▶ **提供本文**

■ ■ ■

医学や化学を学ぶ中で写真と出会い、文久2年(1862)故郷長崎で上野撮影局を開業し、日本初のプロカメラマンとなりました。坂本龍馬をはじめ長崎に集まった志士達の写真を数多く残しているほか、幕末の長崎を知る上で貴重な資料となる写真を撮影。桂浜の銅像のモデルになった湿板写真(高知県立歴史民族資料館蔵)の撮影者としても有名。その技術は高く、名声は海外にまで届き、撮影の依頼が絶えなかったとか。
- 彦馬と龍馬の像
- 眼鏡橋
眼鏡橋の脇に建つ龍馬と彦馬の像。眼鏡橋ができたのは寛永11年(1634)。現存する日本最古のアーチ型石橋。龍馬もこの橋を渡ったのでしょうか。
- 風頭山にある上野彦馬の墓
- 上野彦馬生誕地
コラム 風頭山から急坂を下って市街地へ
亀山社中がある風頭山から皓台寺墓地の脇を抜けて市街地に続く急坂は、幣振坂と呼ばれています。寛永14年(1637)諏訪神社の大鳥居を建てるとき、石材の風頭石を急峻な山から平地に運ぶために、人夫二千人の指揮をとるために御幣(ごへい)を振ったことに由来します。寺の墓地は斜面にはいつくばるように墓石を並べており、車道がないため墓石を運ぶためには現在も馬が使用されているとのこと。坂の街ならではの美しい景観の陰には、大変な苦労があるようです。

■ ■ ■

▶ **作業内容**
a: 本文によると、上野撮影局が開業したのはいつで、場所はどこですか。
b: 本文に出てくる和暦の年を、併記された西暦とともにすべて挙げてください。
本文に書かれている内容だけを根拠にしてください。

■ ■ ■

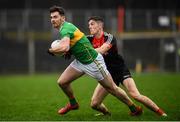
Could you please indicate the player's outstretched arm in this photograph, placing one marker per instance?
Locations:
(63, 47)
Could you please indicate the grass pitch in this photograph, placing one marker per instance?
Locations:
(38, 97)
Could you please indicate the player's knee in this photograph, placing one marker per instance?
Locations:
(61, 83)
(135, 96)
(113, 90)
(94, 104)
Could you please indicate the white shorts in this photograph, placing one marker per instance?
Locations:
(97, 69)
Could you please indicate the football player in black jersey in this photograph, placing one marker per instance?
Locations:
(106, 44)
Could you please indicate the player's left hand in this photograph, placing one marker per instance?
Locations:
(67, 55)
(50, 53)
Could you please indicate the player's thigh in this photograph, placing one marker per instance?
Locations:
(108, 82)
(99, 94)
(69, 75)
(131, 86)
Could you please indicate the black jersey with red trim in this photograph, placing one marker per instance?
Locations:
(112, 58)
(114, 61)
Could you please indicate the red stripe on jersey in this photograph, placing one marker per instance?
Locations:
(98, 42)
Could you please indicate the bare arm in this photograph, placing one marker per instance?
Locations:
(104, 48)
(63, 47)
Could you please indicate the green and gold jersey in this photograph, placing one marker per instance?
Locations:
(80, 46)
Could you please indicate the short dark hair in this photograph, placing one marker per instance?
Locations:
(58, 9)
(96, 18)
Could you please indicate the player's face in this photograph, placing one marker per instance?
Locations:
(94, 27)
(56, 19)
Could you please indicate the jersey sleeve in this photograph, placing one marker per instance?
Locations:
(110, 39)
(90, 38)
(65, 33)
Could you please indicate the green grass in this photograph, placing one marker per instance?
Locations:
(38, 97)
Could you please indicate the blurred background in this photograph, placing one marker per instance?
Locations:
(148, 33)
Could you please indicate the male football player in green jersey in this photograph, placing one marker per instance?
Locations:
(87, 60)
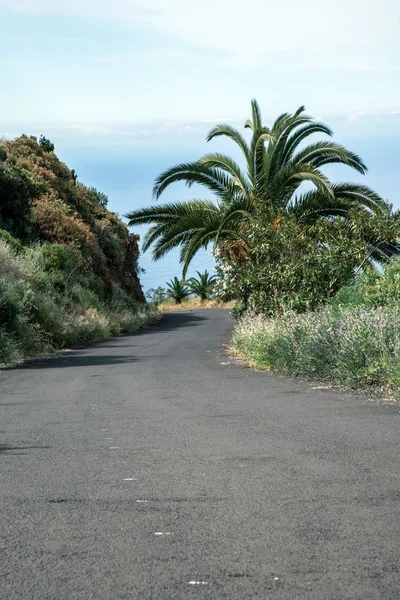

■ ■ ■

▶ **回答一覧**
a: 文久2年(1862)に、故郷の長崎で開業しました。

b: 文久2年(1862)、寛永11年(1634)、寛永14年(1637)